● **Your instructions**: Collect every line in the entries below that contains the word "pavement".

Point-based annotation data
* Start *

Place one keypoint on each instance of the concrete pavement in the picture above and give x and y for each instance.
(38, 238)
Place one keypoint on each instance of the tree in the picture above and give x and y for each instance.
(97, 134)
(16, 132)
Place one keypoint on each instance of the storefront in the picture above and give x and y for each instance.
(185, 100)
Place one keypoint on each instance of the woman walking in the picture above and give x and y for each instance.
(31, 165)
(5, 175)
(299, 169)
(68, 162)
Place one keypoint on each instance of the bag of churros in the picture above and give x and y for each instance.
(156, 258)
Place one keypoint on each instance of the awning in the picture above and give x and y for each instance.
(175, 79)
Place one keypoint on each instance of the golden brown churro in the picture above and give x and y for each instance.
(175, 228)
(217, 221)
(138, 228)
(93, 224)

* End *
* Start *

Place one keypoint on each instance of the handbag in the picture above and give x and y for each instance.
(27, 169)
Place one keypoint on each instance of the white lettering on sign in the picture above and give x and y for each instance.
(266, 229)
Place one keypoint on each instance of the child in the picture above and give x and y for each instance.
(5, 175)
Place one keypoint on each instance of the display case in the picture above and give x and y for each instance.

* End *

● **Full answer**:
Place one keypoint on each instance of the concrete pavement in the picture above and give x and y for each instance.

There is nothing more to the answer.